Point annotations for photos:

══════════

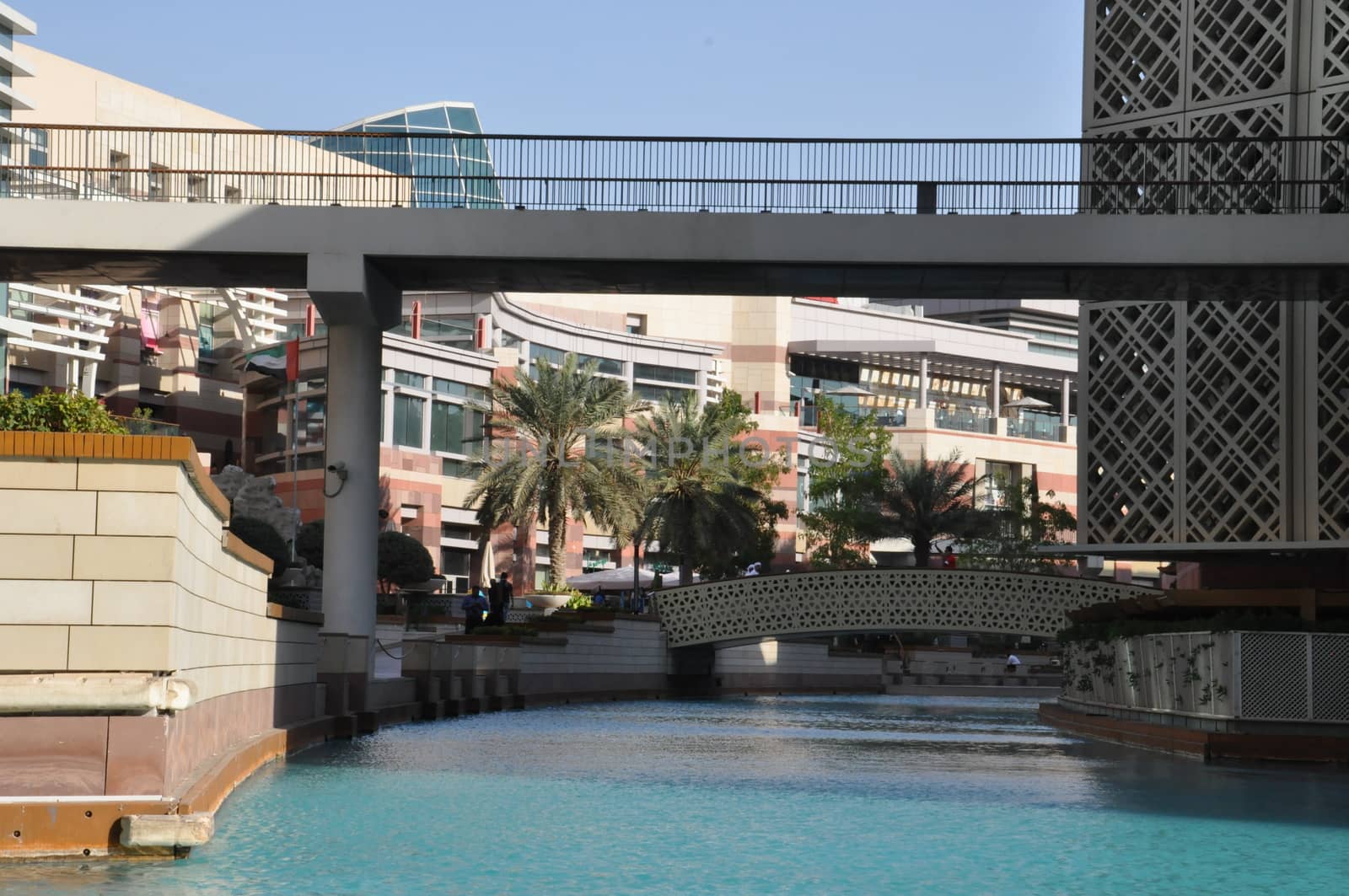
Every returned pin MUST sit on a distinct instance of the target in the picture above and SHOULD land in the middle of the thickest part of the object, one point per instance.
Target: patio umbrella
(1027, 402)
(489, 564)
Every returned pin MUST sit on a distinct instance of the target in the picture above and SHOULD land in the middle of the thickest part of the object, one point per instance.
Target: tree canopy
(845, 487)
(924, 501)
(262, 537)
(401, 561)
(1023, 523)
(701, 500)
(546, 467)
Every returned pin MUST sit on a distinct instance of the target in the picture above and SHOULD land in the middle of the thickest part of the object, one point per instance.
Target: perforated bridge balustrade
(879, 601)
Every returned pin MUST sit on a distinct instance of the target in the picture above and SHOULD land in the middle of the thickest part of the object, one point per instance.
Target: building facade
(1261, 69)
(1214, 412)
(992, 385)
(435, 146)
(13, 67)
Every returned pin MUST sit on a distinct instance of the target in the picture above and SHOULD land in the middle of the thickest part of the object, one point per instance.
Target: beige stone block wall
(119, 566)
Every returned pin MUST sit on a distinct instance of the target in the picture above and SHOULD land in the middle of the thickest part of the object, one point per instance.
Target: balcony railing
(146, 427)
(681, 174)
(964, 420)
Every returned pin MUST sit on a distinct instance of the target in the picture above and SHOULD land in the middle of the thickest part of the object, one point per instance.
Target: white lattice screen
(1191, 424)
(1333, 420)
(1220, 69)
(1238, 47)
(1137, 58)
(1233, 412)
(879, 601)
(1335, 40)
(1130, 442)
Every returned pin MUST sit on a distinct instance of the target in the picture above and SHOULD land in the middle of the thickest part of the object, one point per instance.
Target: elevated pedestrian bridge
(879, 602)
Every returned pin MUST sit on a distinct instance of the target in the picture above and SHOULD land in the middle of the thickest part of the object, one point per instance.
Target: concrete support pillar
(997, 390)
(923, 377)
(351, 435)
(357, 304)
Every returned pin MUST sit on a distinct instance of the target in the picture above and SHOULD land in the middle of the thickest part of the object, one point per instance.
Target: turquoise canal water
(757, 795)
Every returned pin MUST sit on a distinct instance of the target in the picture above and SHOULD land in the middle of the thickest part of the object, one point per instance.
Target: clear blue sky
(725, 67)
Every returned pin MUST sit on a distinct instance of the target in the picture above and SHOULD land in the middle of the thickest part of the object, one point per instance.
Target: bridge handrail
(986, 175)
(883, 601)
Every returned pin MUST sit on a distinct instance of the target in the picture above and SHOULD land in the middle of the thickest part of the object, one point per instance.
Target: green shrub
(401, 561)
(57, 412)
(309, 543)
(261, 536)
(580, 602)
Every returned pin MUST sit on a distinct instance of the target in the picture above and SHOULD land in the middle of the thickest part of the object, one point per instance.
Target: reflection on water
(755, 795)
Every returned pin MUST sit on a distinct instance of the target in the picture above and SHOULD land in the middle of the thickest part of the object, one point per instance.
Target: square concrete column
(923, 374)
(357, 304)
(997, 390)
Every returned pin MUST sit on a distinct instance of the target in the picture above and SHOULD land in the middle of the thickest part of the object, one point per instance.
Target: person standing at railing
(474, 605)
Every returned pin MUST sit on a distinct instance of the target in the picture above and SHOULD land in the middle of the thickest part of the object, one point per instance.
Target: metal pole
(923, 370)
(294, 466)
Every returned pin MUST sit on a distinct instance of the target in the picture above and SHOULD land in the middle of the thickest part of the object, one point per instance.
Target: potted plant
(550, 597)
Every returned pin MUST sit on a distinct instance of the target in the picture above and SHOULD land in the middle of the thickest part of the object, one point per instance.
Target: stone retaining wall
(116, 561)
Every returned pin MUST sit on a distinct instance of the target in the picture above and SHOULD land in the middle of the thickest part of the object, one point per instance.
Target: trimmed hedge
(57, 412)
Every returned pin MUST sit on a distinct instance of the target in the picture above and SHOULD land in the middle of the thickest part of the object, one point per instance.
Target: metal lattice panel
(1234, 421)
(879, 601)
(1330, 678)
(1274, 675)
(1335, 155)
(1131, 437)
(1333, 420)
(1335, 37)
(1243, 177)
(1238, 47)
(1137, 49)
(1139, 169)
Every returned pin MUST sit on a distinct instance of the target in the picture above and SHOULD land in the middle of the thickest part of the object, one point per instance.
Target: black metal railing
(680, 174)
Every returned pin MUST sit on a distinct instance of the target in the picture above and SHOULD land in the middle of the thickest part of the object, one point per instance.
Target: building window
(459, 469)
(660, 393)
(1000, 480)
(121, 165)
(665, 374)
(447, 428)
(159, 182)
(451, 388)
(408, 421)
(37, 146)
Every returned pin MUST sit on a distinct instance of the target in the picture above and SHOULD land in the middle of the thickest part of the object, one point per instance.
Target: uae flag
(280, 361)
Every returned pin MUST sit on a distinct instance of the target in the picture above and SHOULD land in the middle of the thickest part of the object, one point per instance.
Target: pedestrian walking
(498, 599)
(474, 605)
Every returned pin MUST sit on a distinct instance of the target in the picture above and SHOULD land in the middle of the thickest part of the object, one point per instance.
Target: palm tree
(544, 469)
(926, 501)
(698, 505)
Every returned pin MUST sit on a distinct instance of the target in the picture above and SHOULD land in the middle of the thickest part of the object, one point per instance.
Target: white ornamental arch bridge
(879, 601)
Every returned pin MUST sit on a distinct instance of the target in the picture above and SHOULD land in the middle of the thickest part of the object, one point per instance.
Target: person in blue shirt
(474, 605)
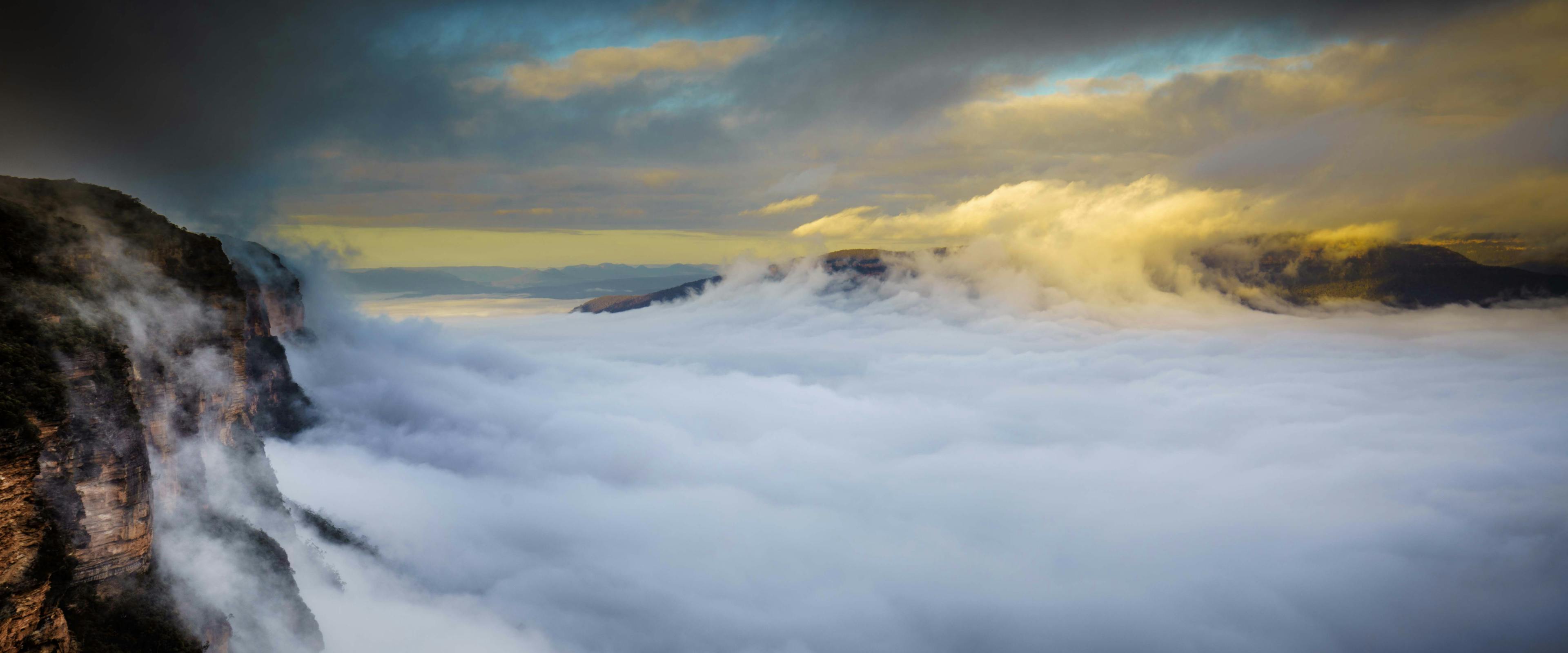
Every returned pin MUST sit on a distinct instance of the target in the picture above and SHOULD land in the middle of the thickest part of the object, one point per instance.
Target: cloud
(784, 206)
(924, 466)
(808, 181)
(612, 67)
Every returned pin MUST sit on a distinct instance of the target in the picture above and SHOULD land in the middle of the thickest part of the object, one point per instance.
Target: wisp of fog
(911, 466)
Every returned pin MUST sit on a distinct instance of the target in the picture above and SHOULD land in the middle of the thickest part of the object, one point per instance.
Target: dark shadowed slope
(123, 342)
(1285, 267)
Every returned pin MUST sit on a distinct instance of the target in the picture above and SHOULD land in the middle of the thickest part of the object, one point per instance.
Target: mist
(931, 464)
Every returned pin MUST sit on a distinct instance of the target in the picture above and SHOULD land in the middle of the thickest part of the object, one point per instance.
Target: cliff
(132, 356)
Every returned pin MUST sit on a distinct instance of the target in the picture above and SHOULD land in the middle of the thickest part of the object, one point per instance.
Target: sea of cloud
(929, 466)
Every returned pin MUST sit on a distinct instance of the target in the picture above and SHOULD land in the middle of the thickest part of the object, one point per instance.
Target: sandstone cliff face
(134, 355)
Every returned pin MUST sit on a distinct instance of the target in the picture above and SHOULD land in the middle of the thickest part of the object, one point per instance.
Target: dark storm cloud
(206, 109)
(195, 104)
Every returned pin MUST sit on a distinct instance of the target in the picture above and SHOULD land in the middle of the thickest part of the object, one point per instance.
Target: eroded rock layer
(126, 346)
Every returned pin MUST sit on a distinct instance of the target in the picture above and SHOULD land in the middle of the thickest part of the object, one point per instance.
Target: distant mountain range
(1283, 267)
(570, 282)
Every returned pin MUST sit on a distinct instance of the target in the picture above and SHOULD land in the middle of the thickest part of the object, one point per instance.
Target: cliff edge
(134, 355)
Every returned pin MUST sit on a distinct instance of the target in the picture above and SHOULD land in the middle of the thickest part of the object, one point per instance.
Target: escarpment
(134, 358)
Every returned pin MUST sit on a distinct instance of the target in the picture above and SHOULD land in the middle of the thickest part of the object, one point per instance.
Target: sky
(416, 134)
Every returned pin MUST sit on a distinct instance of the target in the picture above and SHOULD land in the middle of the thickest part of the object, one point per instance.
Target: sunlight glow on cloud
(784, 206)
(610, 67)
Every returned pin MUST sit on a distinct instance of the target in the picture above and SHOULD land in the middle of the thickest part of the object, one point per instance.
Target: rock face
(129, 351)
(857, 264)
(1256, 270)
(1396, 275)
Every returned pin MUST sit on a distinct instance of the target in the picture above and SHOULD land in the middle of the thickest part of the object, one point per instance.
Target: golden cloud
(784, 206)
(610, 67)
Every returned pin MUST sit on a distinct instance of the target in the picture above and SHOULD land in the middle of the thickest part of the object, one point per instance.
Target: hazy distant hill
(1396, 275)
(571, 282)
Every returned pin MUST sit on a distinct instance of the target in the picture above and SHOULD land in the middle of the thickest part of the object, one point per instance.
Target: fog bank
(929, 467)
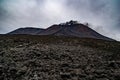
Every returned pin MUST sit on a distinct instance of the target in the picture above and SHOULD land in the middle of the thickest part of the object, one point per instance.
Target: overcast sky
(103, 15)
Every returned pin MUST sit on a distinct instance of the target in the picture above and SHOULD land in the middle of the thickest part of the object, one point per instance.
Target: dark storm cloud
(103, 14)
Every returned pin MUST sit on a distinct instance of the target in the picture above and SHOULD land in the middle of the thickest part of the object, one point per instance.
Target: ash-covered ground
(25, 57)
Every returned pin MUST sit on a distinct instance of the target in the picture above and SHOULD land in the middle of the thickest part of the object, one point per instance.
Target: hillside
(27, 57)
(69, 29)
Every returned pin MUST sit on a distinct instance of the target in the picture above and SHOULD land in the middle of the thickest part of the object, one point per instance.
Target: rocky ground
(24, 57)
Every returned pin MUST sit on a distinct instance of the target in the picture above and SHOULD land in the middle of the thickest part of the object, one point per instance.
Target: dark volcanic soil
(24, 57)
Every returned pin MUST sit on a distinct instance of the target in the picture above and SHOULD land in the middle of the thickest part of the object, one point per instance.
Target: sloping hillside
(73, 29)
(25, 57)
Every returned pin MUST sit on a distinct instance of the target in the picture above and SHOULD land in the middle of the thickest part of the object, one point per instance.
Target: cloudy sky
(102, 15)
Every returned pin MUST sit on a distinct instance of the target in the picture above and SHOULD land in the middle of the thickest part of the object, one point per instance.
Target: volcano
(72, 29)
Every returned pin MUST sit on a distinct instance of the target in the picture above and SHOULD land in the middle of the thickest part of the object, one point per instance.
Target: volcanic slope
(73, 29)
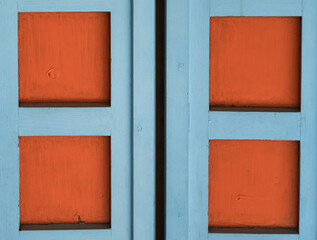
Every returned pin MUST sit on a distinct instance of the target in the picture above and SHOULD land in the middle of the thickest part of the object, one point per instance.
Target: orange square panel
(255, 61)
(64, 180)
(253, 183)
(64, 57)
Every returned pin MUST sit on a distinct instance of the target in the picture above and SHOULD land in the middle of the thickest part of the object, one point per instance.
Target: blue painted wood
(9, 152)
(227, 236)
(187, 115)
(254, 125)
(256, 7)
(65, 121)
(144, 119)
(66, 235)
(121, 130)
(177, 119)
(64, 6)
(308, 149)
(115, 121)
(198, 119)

══════════

**Problem requirements**
Render the material as a JSON list of strings, one string per line and no blank lines, covering everything from the start of the material through the line holding "(1130, 442)", that line included. Leave the pictures out.

**Expected answer**
[
  "Every returned pin MUST sit on a distinct instance of the target in the picture above and SHOULD land in the middle of the thickest part of the object, one point per instance.",
  "Target: patio umbrella",
  "(1027, 402)",
  "(489, 564)",
  "Every returned pin MUST sit on a distinct instance of the target in the picture above and SHOULD land in the middle of the thickest part of the object, one point per instance.",
  "Target: tree canopy",
  "(845, 487)",
  "(924, 501)",
  "(262, 537)",
  "(401, 561)",
  "(1023, 523)",
  "(701, 500)",
  "(546, 467)",
  "Every returned pin MUST sit on a distinct instance of the target in the picture above and SHOULD land in the middle of the thickest part of the object, one point per instance.",
  "Target: perforated bridge balustrade",
  "(879, 601)",
  "Every returned pin MUST sit on a distinct instance of the target in the picture above and SHOULD land in the middle of the thickest part of the object, one point per instance.",
  "Target: building facade",
  "(1261, 69)",
  "(1214, 412)",
  "(992, 385)",
  "(435, 146)",
  "(13, 67)",
  "Every returned pin MUST sit on a distinct instance of the target in the picture above and SHOULD land in the middle of the thickest part of the object, one point per instance.",
  "Target: beige stone block wall",
  "(119, 566)",
  "Every returned pin MUST sit on a distinct instance of the target in the picture above and SHOULD land in the middle of the thickest part of the object, one point per instance.",
  "Target: balcony railing",
  "(146, 427)",
  "(681, 174)",
  "(964, 420)",
  "Every returned pin MUST sit on a distinct instance of the target in the picture above and SHOULD land in the middle of the thickest part of the object, one point per instance.",
  "Target: white lattice screen",
  "(1191, 424)",
  "(1333, 420)",
  "(1220, 69)",
  "(1238, 47)",
  "(1137, 58)",
  "(1233, 412)",
  "(879, 601)",
  "(1335, 40)",
  "(1130, 442)"
]